• _WHAT IS BEING ASKED_
How many lines in the rows below contain the string "clicks"? Case counts. Reply with the number alone.

= = = = = = =

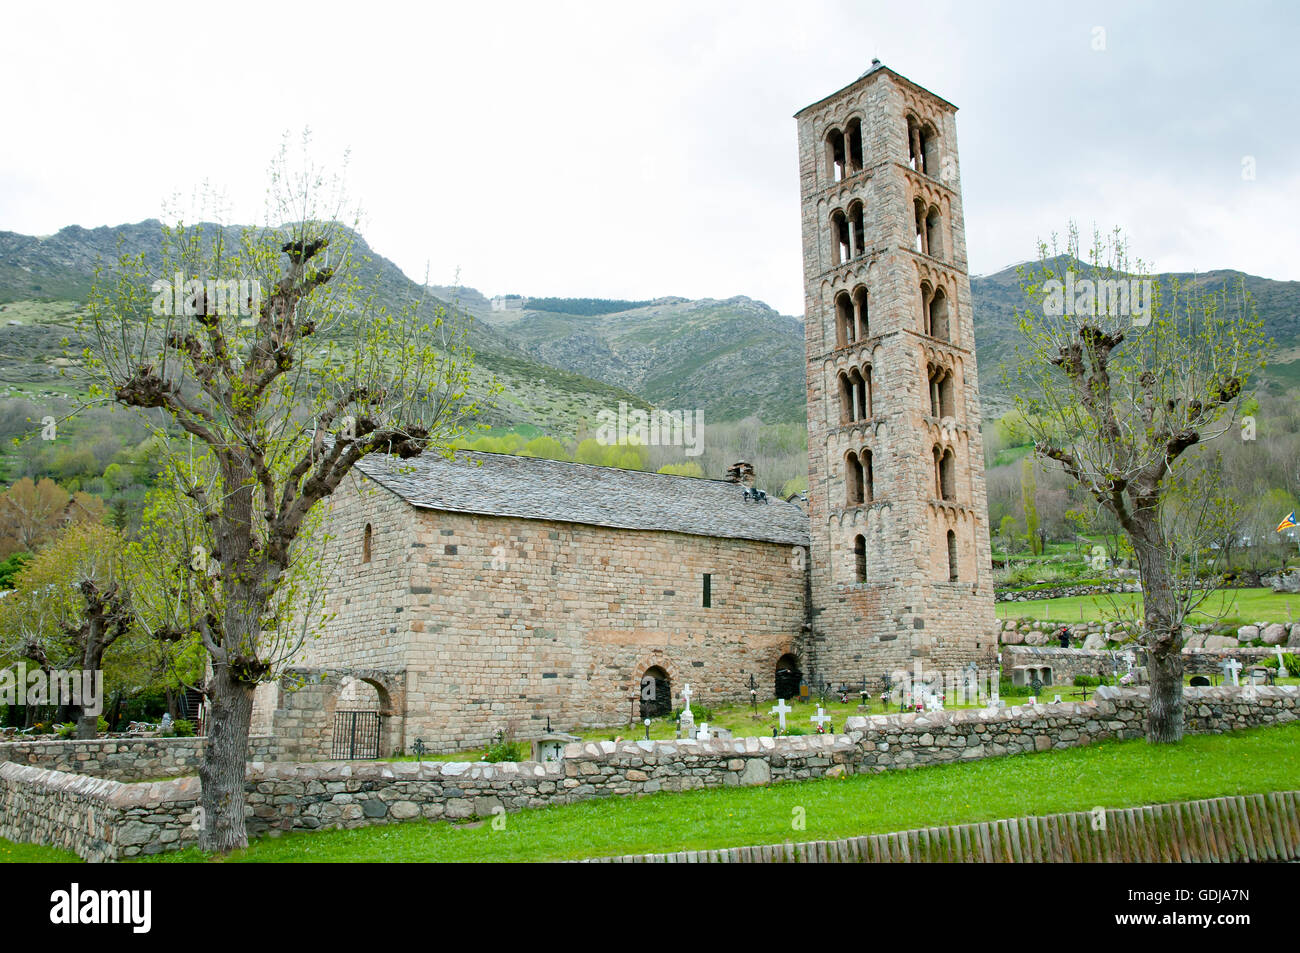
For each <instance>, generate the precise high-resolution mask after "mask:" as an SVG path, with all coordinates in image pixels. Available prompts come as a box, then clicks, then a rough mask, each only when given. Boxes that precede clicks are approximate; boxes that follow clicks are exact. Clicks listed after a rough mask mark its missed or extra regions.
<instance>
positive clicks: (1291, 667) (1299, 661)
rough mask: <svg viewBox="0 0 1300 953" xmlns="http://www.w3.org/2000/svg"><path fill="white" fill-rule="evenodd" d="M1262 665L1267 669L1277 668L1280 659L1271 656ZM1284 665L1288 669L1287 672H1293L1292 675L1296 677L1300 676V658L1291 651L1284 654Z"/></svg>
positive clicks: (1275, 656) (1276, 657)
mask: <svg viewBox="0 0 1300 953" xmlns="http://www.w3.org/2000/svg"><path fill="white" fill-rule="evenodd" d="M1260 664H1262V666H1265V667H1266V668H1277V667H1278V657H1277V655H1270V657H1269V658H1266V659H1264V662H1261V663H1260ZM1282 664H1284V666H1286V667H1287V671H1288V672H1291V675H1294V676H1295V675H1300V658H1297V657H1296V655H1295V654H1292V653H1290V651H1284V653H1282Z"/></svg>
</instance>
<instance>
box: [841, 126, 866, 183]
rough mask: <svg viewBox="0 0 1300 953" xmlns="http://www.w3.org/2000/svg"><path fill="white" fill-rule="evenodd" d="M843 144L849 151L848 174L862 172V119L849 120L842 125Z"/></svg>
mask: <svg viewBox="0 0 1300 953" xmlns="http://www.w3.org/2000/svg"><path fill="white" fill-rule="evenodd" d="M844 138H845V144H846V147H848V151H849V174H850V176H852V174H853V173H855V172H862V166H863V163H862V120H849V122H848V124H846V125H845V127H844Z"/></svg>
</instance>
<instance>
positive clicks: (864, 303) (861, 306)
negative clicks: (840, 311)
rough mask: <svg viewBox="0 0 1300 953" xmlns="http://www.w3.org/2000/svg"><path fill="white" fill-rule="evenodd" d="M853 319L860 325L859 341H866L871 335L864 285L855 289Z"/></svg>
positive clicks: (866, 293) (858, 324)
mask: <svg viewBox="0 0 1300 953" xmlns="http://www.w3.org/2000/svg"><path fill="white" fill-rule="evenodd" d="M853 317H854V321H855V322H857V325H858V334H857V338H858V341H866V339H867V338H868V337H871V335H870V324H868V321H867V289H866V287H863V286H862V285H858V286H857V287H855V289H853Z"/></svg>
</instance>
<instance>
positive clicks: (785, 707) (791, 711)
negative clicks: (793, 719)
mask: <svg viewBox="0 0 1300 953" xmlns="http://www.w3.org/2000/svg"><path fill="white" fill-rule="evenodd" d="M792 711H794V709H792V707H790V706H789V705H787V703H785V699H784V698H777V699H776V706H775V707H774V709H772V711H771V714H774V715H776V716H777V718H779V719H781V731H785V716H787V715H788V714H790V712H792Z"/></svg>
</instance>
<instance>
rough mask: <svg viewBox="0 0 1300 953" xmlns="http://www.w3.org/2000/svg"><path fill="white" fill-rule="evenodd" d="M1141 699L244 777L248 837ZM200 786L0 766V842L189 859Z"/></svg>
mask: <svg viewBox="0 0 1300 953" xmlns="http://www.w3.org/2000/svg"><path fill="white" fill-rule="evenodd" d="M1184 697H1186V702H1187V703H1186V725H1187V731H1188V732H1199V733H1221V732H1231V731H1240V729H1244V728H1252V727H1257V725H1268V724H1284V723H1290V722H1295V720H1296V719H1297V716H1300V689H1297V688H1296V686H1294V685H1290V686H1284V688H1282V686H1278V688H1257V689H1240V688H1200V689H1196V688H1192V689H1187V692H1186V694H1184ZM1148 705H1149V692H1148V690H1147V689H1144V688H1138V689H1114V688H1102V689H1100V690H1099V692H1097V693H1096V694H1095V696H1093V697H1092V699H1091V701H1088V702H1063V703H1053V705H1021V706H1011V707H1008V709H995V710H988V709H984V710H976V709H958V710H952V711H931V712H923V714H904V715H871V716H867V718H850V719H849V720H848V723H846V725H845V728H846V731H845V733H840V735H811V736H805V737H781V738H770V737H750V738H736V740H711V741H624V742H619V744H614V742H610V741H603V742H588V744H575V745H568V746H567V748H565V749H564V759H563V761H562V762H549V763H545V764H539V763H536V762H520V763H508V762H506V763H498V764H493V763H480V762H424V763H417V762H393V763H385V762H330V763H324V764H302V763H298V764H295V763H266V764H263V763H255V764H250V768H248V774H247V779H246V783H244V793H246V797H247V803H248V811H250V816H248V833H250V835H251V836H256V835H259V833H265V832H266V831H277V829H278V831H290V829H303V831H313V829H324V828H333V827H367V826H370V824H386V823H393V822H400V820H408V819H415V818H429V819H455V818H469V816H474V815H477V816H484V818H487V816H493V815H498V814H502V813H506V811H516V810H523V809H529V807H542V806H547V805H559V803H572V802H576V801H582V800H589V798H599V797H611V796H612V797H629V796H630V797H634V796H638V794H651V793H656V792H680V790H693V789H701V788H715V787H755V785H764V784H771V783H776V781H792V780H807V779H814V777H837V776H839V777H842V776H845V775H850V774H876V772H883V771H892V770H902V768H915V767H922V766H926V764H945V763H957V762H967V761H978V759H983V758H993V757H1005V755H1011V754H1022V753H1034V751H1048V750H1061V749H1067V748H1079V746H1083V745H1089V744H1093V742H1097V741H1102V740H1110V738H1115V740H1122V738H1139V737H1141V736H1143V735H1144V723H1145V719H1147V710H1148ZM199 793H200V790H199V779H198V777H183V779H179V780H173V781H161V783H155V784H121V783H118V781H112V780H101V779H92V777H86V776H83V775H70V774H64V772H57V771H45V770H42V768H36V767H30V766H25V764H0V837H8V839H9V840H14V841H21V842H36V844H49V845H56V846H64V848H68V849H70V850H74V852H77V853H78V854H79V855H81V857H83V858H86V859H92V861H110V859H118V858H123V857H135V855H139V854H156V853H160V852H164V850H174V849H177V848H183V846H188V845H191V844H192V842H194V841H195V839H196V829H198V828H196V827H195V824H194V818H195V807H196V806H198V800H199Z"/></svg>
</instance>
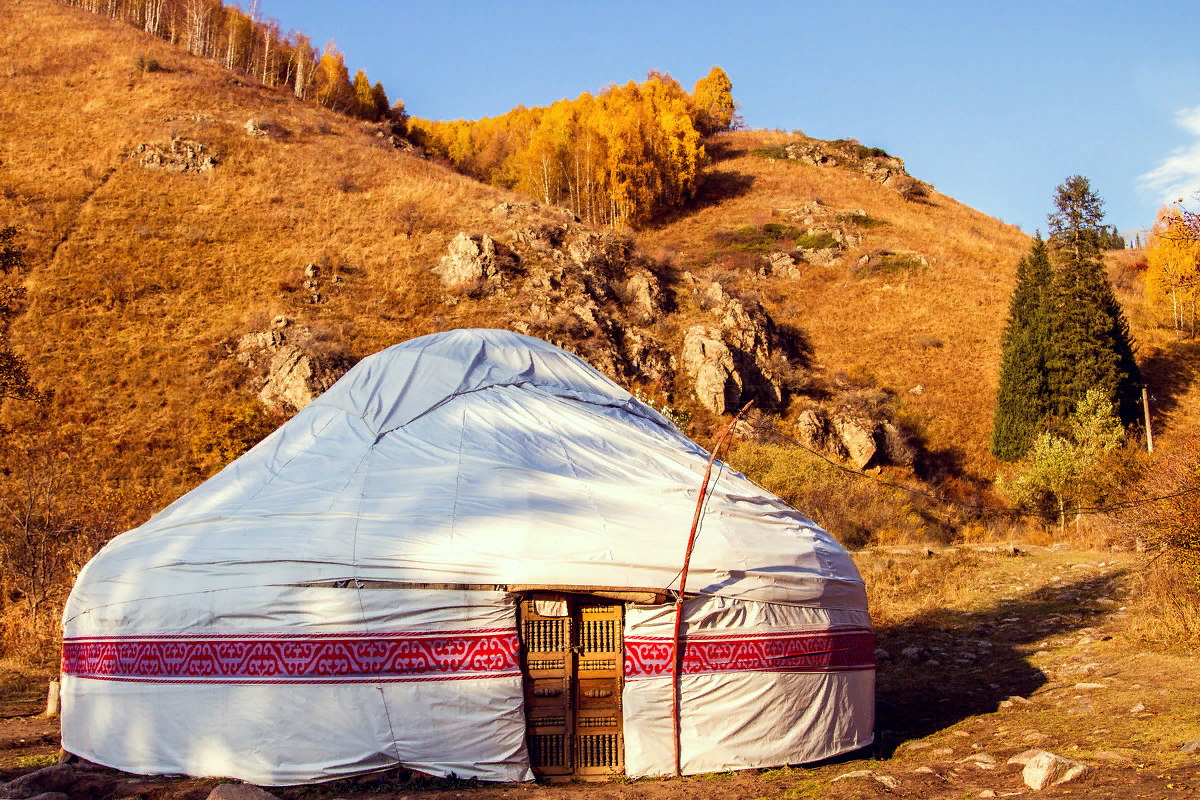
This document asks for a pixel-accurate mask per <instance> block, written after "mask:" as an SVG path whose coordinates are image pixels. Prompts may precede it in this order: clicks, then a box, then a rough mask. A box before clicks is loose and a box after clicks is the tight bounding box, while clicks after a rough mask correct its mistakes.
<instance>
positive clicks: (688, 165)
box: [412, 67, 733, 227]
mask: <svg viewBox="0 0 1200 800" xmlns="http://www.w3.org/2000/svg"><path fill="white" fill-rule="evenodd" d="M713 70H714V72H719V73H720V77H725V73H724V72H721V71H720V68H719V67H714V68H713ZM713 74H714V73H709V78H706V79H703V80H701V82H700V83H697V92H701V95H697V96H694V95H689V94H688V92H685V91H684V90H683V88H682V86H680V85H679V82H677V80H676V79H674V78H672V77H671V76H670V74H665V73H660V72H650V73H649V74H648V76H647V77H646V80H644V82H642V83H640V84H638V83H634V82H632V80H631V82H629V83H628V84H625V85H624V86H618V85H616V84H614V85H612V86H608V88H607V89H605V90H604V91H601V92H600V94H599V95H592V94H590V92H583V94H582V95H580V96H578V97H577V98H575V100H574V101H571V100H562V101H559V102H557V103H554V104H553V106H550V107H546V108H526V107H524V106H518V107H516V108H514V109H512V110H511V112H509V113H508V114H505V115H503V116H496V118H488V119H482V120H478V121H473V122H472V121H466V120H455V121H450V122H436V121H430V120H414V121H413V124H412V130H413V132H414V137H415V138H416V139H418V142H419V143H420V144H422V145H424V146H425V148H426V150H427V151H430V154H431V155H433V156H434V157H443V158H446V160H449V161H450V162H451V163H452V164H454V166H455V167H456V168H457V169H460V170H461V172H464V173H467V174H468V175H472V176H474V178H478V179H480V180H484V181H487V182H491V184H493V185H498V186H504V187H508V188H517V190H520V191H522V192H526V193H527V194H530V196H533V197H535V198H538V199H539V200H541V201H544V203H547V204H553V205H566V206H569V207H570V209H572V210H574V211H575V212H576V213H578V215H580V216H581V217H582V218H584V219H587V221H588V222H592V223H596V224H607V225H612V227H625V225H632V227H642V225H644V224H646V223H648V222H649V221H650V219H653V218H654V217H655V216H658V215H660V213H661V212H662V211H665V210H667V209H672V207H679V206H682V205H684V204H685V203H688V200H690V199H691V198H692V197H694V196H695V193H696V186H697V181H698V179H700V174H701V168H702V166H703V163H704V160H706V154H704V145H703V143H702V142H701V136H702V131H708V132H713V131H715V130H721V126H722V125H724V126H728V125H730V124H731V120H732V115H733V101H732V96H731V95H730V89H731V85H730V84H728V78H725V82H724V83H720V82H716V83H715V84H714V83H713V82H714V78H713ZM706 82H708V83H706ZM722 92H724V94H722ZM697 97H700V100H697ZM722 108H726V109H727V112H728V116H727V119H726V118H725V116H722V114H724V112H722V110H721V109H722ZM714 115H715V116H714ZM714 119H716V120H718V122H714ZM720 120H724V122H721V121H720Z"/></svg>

= = = = = = =

• _OUTPUT OF THE TASK_
10